[Pointing dataset excerpts]

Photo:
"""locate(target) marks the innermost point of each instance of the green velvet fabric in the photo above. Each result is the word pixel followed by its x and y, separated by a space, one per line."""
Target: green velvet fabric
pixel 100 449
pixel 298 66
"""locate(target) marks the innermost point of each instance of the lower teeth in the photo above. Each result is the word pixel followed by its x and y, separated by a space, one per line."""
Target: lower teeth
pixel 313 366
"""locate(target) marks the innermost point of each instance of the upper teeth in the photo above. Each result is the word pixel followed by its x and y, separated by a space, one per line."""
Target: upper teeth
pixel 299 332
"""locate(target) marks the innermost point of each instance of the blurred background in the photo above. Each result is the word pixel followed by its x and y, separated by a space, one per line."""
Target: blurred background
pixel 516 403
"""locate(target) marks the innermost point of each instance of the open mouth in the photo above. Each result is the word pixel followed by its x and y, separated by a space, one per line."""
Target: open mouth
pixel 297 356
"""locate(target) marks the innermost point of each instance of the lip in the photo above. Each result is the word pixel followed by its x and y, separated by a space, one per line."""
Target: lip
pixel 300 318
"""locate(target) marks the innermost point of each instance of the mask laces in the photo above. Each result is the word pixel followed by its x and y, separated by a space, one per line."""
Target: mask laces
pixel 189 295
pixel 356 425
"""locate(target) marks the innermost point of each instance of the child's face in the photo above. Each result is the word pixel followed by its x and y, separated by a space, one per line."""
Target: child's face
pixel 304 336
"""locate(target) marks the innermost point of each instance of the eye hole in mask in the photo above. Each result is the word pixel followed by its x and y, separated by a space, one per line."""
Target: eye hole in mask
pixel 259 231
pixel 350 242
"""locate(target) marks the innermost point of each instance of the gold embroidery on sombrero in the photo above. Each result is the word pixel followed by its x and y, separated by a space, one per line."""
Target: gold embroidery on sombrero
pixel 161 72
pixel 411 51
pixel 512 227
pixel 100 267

> Problem to work on
Please revise the rows above by replacing "innermost" with "central" wherever it occurs, leaving everything else unchanged.

> In response
Photo:
"""locate(target) marks the central point of each instance of the green velvet fabric in the photo above. Each result is the word pixel followed by its x and y, separated by a space, one per line."""
Target: green velvet fabric
pixel 100 449
pixel 298 66
"""locate(target) marks the central point of each instance of the lower teeth in the photo above. Each result is the word pixel followed by its x and y, separated by a space, one per line."""
Target: lower teeth
pixel 313 366
"""locate(target) marks the central point of each instance of the upper teeth in the photo above. Each result is the word pixel followed by its x and y, separated by a space, one per line."""
Target: upper teeth
pixel 299 332
"""locate(target) marks the central point of each instance of the blurred background in the photo above. Each result is the word pixel followed by its x and y, separated by a space, one per line."""
Target: blurred background
pixel 516 403
"""locate(target) marks the central point of each instance of the open mouth in the photo above. Each result is the word pixel followed by its x and y, separated by a space, one per line."""
Target: open mouth
pixel 297 356
"""locate(target) marks the central point of each instance of the lip in the photo above. Each result is the word pixel followed by its x and y, separated by a space, one per line."""
Target: lip
pixel 300 318
"""locate(target) marks the central point of each instance of the mask laces in the photo above. Each result is the word pixel followed by its x and y, separated by a space, one per line."""
Target: mask laces
pixel 189 295
pixel 356 425
"""locate(target) marks the central point of each instance of the child's face in the photo above. Each result is the word pixel followed by its x and y, separated by a space, one per line."""
Target: child's face
pixel 304 336
"""locate(target) marks the central point of each instance of the eye hole in mask in the photo above. Each result is the word pixel followed by its x and y, separated by a space, one per line."""
Target: eye hole in mask
pixel 259 231
pixel 350 242
"""locate(target) marks the central point of each instance of the gold embroidery on sombrero in the photo above. Each result is the word pixel followed by its x and y, separated by a space, one per line."""
Target: gold embroidery on sombrero
pixel 161 72
pixel 411 51
pixel 512 227
pixel 100 267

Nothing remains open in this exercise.